* Begin Data provided *

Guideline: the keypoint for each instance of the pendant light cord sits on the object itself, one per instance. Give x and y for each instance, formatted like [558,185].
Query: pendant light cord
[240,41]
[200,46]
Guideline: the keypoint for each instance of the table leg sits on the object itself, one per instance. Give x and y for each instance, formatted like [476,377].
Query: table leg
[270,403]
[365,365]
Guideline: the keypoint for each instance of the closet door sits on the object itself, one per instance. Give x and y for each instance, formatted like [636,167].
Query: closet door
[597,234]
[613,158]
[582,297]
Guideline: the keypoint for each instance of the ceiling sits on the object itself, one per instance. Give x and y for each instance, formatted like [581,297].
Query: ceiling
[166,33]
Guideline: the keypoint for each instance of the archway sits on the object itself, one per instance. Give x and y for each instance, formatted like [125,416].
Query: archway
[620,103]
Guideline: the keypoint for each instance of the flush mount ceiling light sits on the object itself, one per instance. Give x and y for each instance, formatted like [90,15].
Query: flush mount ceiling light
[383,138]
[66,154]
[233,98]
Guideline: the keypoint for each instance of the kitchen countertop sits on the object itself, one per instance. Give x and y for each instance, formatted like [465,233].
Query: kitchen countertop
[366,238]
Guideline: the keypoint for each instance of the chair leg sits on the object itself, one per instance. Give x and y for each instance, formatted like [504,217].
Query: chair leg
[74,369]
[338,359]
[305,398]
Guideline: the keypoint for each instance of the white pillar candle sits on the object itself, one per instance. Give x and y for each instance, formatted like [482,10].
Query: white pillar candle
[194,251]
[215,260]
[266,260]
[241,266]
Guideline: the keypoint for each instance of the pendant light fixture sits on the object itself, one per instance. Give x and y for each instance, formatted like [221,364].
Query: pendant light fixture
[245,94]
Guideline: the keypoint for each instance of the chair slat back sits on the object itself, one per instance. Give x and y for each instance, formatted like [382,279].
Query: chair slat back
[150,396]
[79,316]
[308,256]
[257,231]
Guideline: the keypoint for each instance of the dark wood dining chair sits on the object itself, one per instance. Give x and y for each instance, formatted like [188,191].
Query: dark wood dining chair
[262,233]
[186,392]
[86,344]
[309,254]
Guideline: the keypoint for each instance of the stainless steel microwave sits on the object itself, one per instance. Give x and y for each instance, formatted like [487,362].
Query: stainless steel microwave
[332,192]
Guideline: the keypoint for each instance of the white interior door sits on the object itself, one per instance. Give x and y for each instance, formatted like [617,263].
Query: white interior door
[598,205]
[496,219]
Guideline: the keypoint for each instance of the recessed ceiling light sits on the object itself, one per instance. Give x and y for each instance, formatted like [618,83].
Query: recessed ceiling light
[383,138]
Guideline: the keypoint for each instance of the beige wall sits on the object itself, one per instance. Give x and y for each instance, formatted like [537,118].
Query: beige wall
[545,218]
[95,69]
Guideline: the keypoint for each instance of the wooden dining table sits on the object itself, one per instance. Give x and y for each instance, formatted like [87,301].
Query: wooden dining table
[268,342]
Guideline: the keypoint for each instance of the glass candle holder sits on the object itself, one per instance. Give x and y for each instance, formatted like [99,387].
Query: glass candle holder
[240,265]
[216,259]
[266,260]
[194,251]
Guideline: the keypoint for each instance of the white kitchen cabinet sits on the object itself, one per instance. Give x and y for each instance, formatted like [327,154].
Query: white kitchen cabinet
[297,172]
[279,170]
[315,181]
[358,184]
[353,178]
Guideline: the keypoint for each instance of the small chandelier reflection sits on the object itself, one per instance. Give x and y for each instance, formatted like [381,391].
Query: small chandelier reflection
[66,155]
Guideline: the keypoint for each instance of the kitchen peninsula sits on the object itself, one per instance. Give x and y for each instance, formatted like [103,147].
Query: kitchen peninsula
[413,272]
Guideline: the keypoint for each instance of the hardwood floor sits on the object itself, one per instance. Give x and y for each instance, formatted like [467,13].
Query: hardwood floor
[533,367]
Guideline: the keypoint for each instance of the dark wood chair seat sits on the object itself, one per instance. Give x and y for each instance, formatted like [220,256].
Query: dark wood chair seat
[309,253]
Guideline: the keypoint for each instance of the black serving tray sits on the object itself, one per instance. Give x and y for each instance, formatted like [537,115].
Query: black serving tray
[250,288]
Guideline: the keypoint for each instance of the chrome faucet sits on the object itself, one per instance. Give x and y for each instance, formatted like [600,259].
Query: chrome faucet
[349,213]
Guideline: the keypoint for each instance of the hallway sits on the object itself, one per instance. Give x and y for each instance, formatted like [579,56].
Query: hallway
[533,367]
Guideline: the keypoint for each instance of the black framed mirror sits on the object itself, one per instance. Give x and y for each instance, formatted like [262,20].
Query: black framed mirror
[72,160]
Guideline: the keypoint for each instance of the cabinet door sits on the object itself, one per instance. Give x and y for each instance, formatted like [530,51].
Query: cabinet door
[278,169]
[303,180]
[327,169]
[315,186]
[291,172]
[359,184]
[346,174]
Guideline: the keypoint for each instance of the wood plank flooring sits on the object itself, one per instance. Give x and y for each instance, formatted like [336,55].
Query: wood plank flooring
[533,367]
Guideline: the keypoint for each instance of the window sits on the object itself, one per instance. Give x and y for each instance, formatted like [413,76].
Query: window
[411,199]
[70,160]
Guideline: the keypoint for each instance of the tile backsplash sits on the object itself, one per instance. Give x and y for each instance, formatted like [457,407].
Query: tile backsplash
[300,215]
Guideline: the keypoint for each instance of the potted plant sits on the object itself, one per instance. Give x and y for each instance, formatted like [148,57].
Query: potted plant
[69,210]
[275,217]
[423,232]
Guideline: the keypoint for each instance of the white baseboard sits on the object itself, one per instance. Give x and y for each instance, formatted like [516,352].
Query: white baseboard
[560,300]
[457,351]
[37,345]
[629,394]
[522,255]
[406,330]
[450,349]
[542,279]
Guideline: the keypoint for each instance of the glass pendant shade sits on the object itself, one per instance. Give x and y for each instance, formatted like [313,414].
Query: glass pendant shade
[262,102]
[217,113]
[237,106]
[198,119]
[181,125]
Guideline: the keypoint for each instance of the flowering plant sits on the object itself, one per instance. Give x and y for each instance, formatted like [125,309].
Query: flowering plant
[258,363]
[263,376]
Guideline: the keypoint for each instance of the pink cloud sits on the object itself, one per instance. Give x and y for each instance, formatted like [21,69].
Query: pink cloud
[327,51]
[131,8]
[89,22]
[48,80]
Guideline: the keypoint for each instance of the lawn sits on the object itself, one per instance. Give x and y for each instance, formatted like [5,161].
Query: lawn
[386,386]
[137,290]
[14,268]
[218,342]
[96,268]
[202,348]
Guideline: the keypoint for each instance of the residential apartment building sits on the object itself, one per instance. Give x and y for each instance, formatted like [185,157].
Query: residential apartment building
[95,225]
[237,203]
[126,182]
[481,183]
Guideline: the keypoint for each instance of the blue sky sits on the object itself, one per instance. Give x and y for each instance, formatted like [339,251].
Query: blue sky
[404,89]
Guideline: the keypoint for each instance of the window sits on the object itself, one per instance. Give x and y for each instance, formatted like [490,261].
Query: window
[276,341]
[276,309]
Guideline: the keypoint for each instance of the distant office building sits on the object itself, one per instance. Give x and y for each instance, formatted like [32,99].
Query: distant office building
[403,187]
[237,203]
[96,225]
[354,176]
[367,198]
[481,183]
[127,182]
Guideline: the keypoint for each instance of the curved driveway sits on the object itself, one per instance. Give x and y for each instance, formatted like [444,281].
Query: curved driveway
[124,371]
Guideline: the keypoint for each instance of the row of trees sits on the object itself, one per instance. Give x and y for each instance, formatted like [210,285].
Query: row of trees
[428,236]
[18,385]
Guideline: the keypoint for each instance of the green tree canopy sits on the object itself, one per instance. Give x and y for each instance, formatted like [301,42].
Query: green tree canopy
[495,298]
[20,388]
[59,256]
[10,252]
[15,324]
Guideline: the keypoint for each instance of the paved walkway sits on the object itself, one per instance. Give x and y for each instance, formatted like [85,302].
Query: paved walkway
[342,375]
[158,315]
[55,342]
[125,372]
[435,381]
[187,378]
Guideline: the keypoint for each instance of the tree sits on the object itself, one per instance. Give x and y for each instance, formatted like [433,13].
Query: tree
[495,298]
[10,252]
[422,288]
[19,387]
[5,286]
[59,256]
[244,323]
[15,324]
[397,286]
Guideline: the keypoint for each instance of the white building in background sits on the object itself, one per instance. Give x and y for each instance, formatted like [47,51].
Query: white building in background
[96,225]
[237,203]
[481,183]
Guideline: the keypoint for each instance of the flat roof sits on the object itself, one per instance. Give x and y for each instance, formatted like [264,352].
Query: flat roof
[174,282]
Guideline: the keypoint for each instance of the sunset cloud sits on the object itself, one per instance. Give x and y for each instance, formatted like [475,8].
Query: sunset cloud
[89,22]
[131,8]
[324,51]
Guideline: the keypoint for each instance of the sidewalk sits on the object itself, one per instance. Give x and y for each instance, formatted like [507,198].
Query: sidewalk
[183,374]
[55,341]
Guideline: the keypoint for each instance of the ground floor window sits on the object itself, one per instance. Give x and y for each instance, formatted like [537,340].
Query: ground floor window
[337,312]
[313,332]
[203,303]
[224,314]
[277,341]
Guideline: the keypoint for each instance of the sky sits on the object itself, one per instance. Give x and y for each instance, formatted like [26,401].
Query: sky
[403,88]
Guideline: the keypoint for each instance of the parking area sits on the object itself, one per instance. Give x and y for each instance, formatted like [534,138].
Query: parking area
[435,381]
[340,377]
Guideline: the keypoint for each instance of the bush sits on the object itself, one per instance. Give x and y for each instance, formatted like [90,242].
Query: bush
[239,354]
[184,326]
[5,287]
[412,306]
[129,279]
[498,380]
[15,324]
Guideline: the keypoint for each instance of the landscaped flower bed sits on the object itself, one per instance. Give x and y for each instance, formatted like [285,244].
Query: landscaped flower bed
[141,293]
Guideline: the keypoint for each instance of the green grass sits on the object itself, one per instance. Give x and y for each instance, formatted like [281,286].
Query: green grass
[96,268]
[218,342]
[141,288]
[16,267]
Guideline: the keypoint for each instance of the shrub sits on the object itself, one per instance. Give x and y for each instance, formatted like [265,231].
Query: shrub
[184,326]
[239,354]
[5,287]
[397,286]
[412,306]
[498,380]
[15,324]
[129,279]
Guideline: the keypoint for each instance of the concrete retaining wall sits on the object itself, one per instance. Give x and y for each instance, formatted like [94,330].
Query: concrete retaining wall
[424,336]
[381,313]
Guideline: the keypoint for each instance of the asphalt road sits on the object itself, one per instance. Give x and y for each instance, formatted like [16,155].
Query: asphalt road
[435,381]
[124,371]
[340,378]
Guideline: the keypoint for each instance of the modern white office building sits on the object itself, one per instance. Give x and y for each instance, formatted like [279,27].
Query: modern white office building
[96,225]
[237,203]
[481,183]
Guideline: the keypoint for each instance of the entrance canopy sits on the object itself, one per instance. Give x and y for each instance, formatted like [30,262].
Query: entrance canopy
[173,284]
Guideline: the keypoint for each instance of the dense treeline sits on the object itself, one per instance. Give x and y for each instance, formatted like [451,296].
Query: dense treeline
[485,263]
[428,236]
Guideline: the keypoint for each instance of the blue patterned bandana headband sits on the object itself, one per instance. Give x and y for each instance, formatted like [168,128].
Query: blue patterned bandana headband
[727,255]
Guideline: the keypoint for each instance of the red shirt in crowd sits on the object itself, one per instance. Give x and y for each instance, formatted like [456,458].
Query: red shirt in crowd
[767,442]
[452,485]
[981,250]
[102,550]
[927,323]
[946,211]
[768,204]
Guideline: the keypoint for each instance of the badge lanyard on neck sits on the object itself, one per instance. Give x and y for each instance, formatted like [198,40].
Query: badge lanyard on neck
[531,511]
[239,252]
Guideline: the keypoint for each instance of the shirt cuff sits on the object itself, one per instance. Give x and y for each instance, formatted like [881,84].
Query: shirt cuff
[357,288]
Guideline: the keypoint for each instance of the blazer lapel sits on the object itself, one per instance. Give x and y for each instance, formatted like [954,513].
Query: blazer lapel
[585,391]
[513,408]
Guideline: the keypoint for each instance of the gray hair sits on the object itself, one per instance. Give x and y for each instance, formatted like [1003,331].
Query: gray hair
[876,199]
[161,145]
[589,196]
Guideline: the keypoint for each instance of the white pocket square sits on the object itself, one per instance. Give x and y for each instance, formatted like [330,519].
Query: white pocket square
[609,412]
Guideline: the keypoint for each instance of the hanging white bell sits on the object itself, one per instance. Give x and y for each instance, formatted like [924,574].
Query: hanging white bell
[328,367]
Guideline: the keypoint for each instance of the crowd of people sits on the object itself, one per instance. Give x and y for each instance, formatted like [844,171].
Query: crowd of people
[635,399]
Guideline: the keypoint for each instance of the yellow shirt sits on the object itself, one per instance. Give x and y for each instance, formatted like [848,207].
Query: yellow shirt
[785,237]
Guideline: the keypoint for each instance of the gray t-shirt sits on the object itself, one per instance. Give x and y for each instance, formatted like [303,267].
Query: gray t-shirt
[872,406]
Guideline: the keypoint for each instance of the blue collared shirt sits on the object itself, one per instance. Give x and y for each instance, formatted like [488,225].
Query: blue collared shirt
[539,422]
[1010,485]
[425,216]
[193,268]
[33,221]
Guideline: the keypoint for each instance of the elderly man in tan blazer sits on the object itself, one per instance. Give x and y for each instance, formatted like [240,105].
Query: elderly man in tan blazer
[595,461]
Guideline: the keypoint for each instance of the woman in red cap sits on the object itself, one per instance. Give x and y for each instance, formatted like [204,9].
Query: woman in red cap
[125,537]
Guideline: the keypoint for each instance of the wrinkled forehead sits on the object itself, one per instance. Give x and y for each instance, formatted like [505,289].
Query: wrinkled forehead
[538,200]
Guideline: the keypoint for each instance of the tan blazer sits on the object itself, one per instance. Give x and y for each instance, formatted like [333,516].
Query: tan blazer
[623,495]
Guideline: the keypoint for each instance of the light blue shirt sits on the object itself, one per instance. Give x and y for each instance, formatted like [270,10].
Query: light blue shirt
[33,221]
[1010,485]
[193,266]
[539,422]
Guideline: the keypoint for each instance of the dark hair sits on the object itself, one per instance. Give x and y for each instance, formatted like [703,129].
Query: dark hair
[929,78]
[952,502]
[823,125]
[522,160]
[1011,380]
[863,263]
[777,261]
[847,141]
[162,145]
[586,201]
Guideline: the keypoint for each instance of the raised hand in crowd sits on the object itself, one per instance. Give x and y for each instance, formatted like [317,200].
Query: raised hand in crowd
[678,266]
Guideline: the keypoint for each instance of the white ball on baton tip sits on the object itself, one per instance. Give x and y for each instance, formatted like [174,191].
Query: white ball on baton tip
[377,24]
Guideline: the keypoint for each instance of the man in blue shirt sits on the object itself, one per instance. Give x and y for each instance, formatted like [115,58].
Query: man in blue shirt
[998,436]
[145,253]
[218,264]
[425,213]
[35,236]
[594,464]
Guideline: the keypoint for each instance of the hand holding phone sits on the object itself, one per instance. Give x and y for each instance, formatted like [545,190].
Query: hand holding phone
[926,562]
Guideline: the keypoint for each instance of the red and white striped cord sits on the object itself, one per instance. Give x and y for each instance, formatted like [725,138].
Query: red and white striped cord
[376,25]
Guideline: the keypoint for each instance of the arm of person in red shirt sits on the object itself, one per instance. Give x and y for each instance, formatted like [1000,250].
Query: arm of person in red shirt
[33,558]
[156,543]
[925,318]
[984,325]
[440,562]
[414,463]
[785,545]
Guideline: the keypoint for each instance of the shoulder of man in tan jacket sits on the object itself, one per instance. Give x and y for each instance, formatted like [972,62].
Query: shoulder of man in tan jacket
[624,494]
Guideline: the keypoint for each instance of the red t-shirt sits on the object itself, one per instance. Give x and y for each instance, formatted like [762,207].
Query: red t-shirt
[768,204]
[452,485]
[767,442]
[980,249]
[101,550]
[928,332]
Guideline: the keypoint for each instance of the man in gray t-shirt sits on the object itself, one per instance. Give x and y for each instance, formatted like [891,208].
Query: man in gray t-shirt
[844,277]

* End Data provided *

Copy only this span: the line that contains "Guideline: the keypoint for each instance of the arm", the last line, and every line between them.

Written solution -
Guideline: the keypoint for each instance of the arm of person in red shirt sits on the object itself, one per instance. Give x and y for each instance, formatted like [1000,250].
Query: arm of person in red shirt
[33,558]
[156,543]
[925,318]
[984,325]
[440,562]
[414,463]
[785,545]
Guideline: the keypoint for each instance of the shoulder of man in tan jacket sits on the object itself, one per instance. Give x and y for each instance, formatted like [972,62].
Query: shoulder of man in tan jacket
[624,494]
Guideline: the keypoint for each instance of the red t-shirt sits on the object itself, one per instance. Give x and y for each instance, formatted like [762,207].
Query: red t-shirt
[768,204]
[452,485]
[767,442]
[980,249]
[101,550]
[928,332]
Guideline: the keypoint for each instance of the man in gray t-shirt sits on the object itself, one per instance. Give x and y for each instance, formatted like [891,208].
Query: man in gray t-shirt
[844,277]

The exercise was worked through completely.